Task goal: Return every row below verbatim, omitting the pictures.

Data for this exercise:
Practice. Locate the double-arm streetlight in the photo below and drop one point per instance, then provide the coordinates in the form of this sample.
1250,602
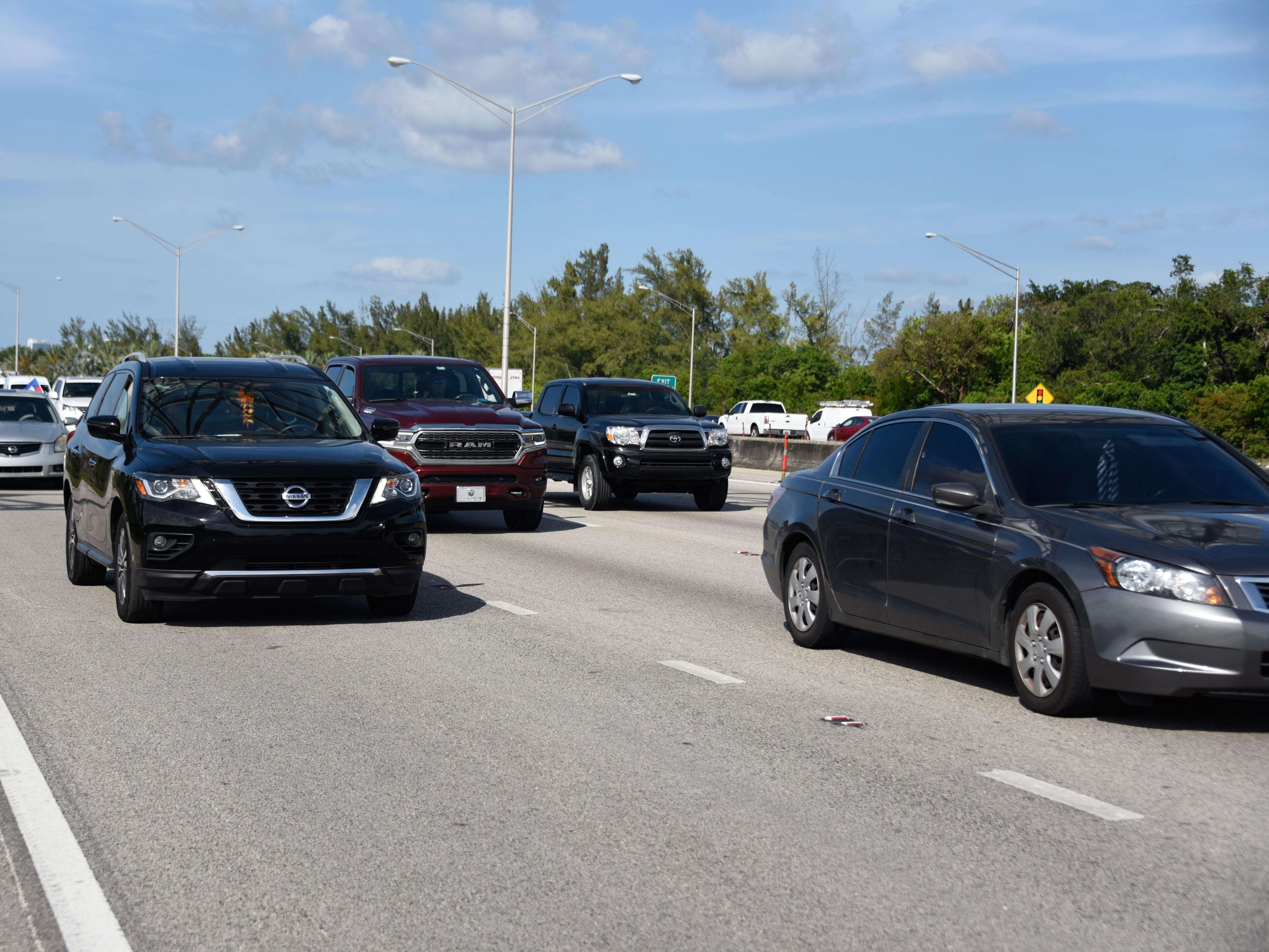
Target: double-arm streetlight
17,324
513,118
178,250
1013,272
686,310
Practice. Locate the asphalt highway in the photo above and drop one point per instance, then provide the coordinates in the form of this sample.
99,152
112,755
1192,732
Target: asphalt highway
305,776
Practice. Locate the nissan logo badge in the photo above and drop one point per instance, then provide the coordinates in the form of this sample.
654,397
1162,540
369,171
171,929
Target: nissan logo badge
296,496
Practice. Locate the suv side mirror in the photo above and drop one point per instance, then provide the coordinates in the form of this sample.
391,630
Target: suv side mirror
105,428
955,496
383,429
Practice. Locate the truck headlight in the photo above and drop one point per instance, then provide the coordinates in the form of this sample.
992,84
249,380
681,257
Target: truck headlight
624,435
1135,575
164,489
404,487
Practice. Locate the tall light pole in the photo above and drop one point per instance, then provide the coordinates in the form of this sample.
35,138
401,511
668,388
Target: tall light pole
686,310
178,250
17,324
534,377
1016,273
512,120
420,338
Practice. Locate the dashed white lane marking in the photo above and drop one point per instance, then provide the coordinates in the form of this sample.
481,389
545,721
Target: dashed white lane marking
1098,808
79,906
704,672
513,609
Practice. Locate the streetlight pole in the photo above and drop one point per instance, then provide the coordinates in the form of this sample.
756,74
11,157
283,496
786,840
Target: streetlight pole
512,120
178,250
420,338
1013,272
17,324
692,354
330,336
534,378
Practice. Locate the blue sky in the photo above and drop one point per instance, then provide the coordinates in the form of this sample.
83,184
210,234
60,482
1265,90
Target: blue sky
1074,139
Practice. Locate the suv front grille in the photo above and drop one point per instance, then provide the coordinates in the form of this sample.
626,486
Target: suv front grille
664,440
263,497
475,445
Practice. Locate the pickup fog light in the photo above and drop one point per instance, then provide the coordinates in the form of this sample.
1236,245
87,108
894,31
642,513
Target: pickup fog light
624,435
160,489
1135,575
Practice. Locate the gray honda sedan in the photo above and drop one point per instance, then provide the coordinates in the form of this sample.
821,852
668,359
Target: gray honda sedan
1082,547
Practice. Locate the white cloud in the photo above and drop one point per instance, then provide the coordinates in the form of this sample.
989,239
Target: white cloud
1035,122
809,58
409,270
1094,243
945,63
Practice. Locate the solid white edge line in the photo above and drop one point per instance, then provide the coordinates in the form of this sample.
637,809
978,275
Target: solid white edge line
1098,808
508,606
690,668
79,906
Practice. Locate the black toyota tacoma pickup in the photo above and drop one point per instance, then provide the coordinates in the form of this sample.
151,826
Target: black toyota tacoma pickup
615,438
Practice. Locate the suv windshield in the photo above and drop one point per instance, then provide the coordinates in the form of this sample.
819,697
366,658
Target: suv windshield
437,382
1127,464
245,410
635,400
26,410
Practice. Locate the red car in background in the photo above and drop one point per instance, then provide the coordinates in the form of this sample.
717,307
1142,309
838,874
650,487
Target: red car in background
847,429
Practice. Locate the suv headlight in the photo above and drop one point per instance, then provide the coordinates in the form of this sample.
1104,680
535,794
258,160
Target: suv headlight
162,489
1135,575
624,435
405,487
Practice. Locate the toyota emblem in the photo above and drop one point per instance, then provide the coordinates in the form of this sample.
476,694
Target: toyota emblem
296,496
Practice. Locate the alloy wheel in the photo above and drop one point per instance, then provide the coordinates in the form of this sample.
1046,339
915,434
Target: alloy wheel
804,594
1038,650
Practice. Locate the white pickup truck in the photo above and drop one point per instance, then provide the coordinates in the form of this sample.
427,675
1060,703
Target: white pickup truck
763,419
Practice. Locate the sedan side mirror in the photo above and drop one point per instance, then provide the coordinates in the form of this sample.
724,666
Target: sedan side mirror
955,496
384,429
105,428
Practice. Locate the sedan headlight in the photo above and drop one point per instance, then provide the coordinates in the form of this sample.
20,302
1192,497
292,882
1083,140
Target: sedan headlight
164,489
624,435
405,487
1136,575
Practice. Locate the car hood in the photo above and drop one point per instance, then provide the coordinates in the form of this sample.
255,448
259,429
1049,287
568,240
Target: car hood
290,459
31,433
419,412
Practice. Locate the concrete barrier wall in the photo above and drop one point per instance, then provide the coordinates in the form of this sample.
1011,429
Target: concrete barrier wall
764,453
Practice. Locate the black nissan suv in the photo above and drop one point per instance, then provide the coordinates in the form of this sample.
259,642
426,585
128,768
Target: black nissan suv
202,478
617,439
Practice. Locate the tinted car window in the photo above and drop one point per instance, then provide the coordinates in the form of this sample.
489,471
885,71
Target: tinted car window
950,456
550,401
1125,463
884,458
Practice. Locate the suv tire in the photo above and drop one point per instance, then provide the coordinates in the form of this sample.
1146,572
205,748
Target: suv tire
129,601
1044,628
806,603
80,570
394,605
523,520
593,486
712,499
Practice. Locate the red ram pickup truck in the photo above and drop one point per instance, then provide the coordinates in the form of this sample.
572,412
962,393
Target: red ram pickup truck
470,445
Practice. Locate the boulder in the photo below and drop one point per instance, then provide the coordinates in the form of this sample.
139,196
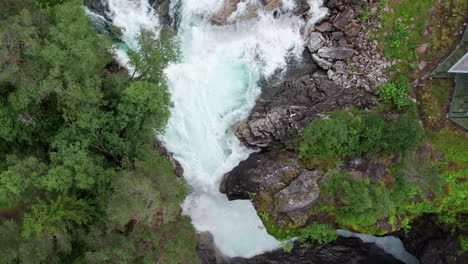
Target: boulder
433,242
374,171
337,53
339,67
316,41
322,63
300,193
292,106
97,6
324,27
352,29
207,251
422,49
261,172
344,18
252,9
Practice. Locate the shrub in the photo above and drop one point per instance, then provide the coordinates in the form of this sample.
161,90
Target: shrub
396,91
328,140
321,233
402,134
363,203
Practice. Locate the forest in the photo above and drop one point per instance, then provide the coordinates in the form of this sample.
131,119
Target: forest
80,176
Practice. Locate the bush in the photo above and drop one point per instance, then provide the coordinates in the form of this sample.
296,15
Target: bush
325,141
316,232
396,91
402,134
363,203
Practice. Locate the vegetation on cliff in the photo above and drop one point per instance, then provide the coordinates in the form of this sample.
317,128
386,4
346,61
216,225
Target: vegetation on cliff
80,181
428,165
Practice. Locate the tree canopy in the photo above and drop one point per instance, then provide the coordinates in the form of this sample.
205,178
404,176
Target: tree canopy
80,180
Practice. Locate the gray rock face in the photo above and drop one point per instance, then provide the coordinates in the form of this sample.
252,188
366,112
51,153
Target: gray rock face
337,53
207,251
98,6
344,18
352,29
224,15
297,102
316,42
324,27
261,172
361,168
322,63
300,194
432,242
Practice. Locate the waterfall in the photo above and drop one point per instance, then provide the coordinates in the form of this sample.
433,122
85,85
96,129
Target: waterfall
214,86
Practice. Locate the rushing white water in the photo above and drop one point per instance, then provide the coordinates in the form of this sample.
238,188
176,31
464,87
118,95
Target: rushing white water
213,87
389,244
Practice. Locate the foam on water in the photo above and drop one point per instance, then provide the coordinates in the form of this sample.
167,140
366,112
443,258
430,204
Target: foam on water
213,87
389,244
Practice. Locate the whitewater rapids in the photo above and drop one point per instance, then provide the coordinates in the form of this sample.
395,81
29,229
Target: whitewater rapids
214,86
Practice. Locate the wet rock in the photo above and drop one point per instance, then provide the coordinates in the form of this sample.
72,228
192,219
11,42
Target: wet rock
422,49
229,11
339,67
351,30
316,41
322,63
295,103
324,27
300,194
345,250
375,172
179,170
337,53
264,171
97,6
432,242
344,18
207,251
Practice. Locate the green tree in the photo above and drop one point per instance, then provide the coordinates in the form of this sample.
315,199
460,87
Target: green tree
18,182
149,194
55,215
154,54
402,134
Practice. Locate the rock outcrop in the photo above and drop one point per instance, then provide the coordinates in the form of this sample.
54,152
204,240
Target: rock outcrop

Answer to this task:
Practice. Locate the double-arm streetlight in the photo below and drop one point per instance, then provide the coordinates in the form of this sample.
1250,602
Target: double-arm streetlight
17,324
513,118
178,250
1013,272
686,310
Practice. Locate the asphalt highway in the photo above and drop one point per instance, then provide the coordinates in the form of this sample.
99,152
112,755
1192,732
Target: asphalt highway
305,776
Practice. Locate the nissan logo badge in the photo above and drop one point per instance, then provide the coordinates in the form of this sample.
654,397
1162,540
369,171
171,929
Target: nissan logo badge
296,496
Practice. Locate the suv side mirror in the photo above and drop one point per instance, then provide the coordinates in the form of this sample.
391,630
Target: suv side mirror
105,428
955,496
383,429
Practice. Locate the truck headlight in the photo above and drop one point per instance, then provide the coordinates in the form of this sample.
992,84
249,380
681,257
Target: truck headlight
624,435
1135,575
164,489
404,487
Practice. Locate the tall light pole in the photo above and drop one point per instance, then provide the coordinates in the form of this sample.
35,138
401,511
668,388
Target: tall light pole
686,310
178,250
17,324
534,377
1016,273
512,120
420,338
Practice. Locate the dashed white lane marking in the photo above and drop one point per instance, then provide the coordinates in the form of this sample.
481,389
545,721
Target: dashed white lane marking
1098,808
79,906
704,672
513,609
Practice. Locate the streetlight pole in the photo above and drop one point per instance, then provide the coordinates in the form of this sample.
756,74
11,157
283,496
786,840
Target: streetlight pole
512,120
178,250
420,338
1013,272
17,324
692,354
330,336
534,378
Practice. Locate the blue sky in the photo above and drop one point per instance, then provide the coordinates in the form of this sample.
83,184
210,234
60,482
1265,90
Target: blue sky
1074,139
Practice. Locate the suv front grille in the photo above and drop one point per instance, then provide the coordinates in the form of this sample.
626,486
Target: suv front grille
664,440
263,497
475,445
Practice. Locate the pickup fog light in the photo above and drop one point per instance, then provide the coordinates in the form of this sample.
1236,245
87,108
894,31
642,513
Target: pickup fog light
624,435
160,489
1135,575
Practice. Locate the gray honda sedan in the photo above and drop one point per instance, then provide the coordinates in the form of this sample.
821,852
668,359
Target: gray honda sedan
1082,547
Practice. Locate the white cloud in the photo above and drop one point per instance, then provide the coordinates in the form of this sample.
989,239
Target: white cloud
1035,122
809,58
409,270
1094,243
945,63
Practice. Locate the solid white edge line in the photo above and drop one point per instance, then provide the coordinates in the form of this sample.
637,809
978,275
Target: solid white edge line
1098,808
508,606
690,668
79,906
Practice. Locate the black toyota tacoma pickup in the photo above and drop one point per instance, then provide the coordinates in the form of this sample.
151,826
Target: black toyota tacoma pickup
615,438
Practice. Locate the suv windshield in the photo above and drop one point per instance, then provide the coordinates in the form of this sample.
819,697
366,658
Target: suv windshield
437,382
1127,464
245,410
635,400
26,410
Practice. Locate the red car in background in the photo above and drop one point per instance, then provide the coordinates in the form of this sample.
717,307
1142,309
838,874
650,487
Target: red car in background
847,429
Practice. Locate the suv headlight in the photo above and drop one point per instance, then provide the coordinates in the form of this sample.
1104,680
535,794
258,160
Target: suv headlight
162,489
1135,575
624,435
405,487
Practice. Locate the toyota emblem in the photo above and drop one point per instance, then provide the coordinates in the form of this sample.
476,694
Target: toyota emblem
296,496
Practice. Locate the alloy wheel in the photo above and drop one point per instance, then provide the coordinates in the form of this sample.
1046,339
915,434
Target: alloy wheel
804,594
1038,650
Practice. Locate the white pickup truck in the photo above and drop one point per instance, then provide the coordinates in the form of this sample.
427,675
1060,703
Target: white pickup truck
763,419
Practice. Locate the sedan side mirror in the photo above and drop one point per instance, then provide the coordinates in the form of this sample.
724,666
Target: sedan side mirror
955,496
384,429
105,428
Practice. Locate the sedan headlight in the photo above and drop one point per instance, then provide the coordinates in the form of this sample.
20,302
1192,497
292,882
1083,140
Target: sedan headlight
164,489
624,435
405,487
1136,575
Practice. Locate the car hood in the photo above and drop one point per instance, then provide the coordinates in the form of this sample.
255,448
259,429
1049,287
568,240
Target: car hood
290,459
31,433
419,412
Practice. Locate the concrete barrier wall in the photo above and drop one point per instance, then provide the coordinates in the form of this sample.
1011,429
Target: concrete barrier wall
764,453
Practice. Locate the black nissan suv in the photo above and drop one point per instance, then provide the coordinates in the form of this sample.
259,642
426,585
128,768
Target: black nissan suv
202,478
617,439
Practice. Locate the tinted car window in the photo above and drop one point per instance, then provide the coordinates in the form of this sample.
489,471
885,71
Target: tinted car window
950,456
550,401
1125,463
884,458
Practice. Locate the suv tire in the photo above and drop one point per instance, then provide the coordinates in the form of this sample.
1146,572
205,748
Target: suv tire
129,601
1044,628
806,603
80,570
394,605
523,520
593,486
712,499
Practice. Locate the red ram pickup truck in the photo above and drop one point per instance, then provide the coordinates in the form of this sample.
572,412
962,393
Target: red ram pickup truck
470,445
Practice. Locate the boulder in the photo below and drop one point per instance, then provide the coordinates in the form of this sample.
139,196
Target: boulder
433,242
374,171
337,53
339,67
316,41
322,63
300,193
292,106
97,6
324,27
352,29
207,251
422,49
261,172
344,18
252,9
Practice. Locate the shrub in the photo above and drop one point per instance, then provide the coordinates in the form of this sample.
161,90
Target: shrub
396,91
328,140
321,233
402,134
363,203
Practice. Locate the forest in the photo above and drop one point per instance, then provide the coordinates in the form of this sample.
131,119
Target: forest
80,176
Practice. Locate the bush in the photo above and drop one point per instance, then provide the coordinates in the form of this sample.
296,15
Target: bush
325,141
316,232
396,91
402,134
363,203
Practice. Locate the vegetation on cliff in the photo above and drop one point per instance, then provide the coordinates in the form of this sample.
317,128
386,4
346,61
216,225
Target: vegetation on cliff
80,181
428,165
Practice. Locate the tree canopy in the photo above and drop one point per instance, then provide the coordinates in the form of this sample.
205,178
404,176
Target: tree canopy
80,180
Practice. Locate the gray rock face in the photo above and drop one point per instance, then provide the coordinates in the form of this sample.
252,188
366,112
51,153
Target: gray rock face
337,53
207,251
98,6
344,18
352,29
224,15
297,102
316,42
324,27
261,172
361,168
322,63
300,194
432,242
Practice. Locate the waterfall in the photo above and drop one point per instance, then provide the coordinates in the form of this sample.
433,122
85,85
96,129
Target: waterfall
214,86
Practice. Locate the rushing white water in the photo above and drop one point per instance, then provide the coordinates in the form of this sample.
238,188
176,31
464,87
118,95
Target: rushing white water
213,87
389,244
Practice. Locate the foam on water in the photo above and drop one point per instance, then provide the coordinates in the form of this sample.
167,140
366,112
443,258
430,204
Target: foam on water
213,87
389,244
Practice. Locate the whitewater rapids in the photo above and drop one point per instance, then provide the coordinates in the form of this sample.
395,81
29,229
Target: whitewater rapids
214,86
Practice. Locate the wet rock in the photo above and drop one point per instance, then provide the coordinates in the form of this sample.
72,228
192,219
11,42
Target: wet rock
422,49
229,11
339,67
351,30
316,41
322,63
295,103
324,27
300,194
345,250
375,172
179,170
337,53
264,171
97,6
432,242
344,18
207,251
Practice. Locate the green tree in the photo above and drop one point per instance, then provide the coordinates in the form of this sample.
315,199
460,87
Target: green tree
18,182
149,194
55,215
154,54
402,134
Practice. Locate the rock outcrop in the photo above and drop one point per instance, then provide the coordinates in the form of this sample.
54,152
204,240
Target: rock outcrop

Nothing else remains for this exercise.